→ Records provided

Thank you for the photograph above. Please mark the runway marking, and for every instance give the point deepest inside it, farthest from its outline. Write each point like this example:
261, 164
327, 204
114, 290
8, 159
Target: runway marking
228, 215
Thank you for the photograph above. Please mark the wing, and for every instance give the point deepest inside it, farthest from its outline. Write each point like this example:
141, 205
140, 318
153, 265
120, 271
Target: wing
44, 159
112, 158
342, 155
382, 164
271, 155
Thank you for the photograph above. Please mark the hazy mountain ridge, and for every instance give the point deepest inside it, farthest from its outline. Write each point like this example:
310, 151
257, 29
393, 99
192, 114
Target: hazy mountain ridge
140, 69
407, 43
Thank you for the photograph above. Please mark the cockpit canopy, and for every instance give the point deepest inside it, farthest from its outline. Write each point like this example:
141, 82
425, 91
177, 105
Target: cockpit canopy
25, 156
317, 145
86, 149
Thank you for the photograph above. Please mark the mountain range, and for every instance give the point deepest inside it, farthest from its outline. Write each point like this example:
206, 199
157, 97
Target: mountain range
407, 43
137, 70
==
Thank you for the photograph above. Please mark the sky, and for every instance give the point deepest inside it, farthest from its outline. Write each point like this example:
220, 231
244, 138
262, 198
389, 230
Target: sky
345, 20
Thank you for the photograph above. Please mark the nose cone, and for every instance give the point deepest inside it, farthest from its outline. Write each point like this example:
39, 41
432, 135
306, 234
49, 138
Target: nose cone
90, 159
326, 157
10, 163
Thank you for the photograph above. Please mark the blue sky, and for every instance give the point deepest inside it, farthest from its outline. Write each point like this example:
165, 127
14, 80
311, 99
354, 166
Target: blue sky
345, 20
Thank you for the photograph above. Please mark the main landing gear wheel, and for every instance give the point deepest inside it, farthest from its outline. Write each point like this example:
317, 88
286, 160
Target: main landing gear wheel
---
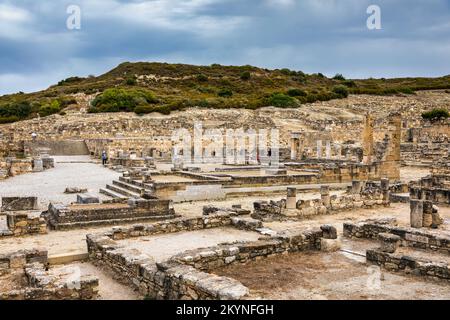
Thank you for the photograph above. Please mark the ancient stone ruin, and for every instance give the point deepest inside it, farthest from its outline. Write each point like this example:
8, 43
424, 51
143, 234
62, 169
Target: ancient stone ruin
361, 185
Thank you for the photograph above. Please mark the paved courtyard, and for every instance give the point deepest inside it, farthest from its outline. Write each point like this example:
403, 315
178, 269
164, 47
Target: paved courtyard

→ What the task asks
Reproduce each line of the records in which "paved" appears.

→ Solution below
Thank you for the photograph above. Please mark the paved courtyard, and for every instance give the point deepest inside it, farthest from its outline. Write each point like this example:
Target: paved courtyard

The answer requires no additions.